Dataset rows on where objects appear:
- - - - - - -
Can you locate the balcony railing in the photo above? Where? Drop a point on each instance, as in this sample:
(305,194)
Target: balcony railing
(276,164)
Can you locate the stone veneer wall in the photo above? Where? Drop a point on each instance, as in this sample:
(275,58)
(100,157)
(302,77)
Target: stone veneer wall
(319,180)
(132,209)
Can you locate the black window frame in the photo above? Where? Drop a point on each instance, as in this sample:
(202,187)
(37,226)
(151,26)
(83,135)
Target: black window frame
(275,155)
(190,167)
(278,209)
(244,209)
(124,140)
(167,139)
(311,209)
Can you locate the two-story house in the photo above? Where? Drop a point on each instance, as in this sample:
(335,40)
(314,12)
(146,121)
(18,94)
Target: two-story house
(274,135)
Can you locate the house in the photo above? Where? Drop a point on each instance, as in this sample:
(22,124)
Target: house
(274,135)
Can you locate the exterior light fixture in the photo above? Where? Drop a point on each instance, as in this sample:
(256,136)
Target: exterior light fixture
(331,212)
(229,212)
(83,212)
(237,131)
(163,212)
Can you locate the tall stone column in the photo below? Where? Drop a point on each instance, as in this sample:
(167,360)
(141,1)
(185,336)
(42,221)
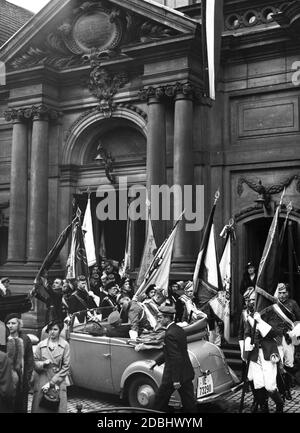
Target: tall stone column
- - - - - - -
- What you will do -
Could you copy out the listing above, switching every "Drop" to "Place" and changing nothing else? Leave the pictures out of your copy.

- Exercise result -
Can you locate the balcony railing in the photo above? Where? Place a point on each instance, as in this sample:
(305,194)
Target: balcony railing
(276,164)
Can you locate the stone veneer wall in the photo above? Where? Place a point on each instance, as in this sample:
(275,58)
(100,157)
(302,77)
Target: stone veneer wall
(319,180)
(132,209)
Can you locate the black window frame in the photo above? Where? Place a point on each instance, as in this sample:
(202,187)
(37,226)
(151,26)
(83,135)
Target: black window frame
(275,155)
(190,167)
(278,209)
(244,209)
(124,140)
(167,139)
(311,209)
Can you locate the two-story house in the photo above? Where? Place a point on each instance, as in this sample:
(335,40)
(314,12)
(146,121)
(18,94)
Target: two-story house
(274,135)
Can you locate the house in the photo above? Where? Place a point on each instance, as in this sample:
(22,124)
Target: house
(274,135)
Can you locate the exterior light fixture in the photo above? Where? Place a point on each instance, as in this sample:
(256,136)
Target: exterior light fixture
(331,212)
(229,212)
(83,212)
(237,131)
(163,212)
Can you locate the tall stone column in the photo below? Where? Place a point on each instance, as in this sample:
(167,360)
(141,1)
(185,336)
(42,221)
Target: tall stone column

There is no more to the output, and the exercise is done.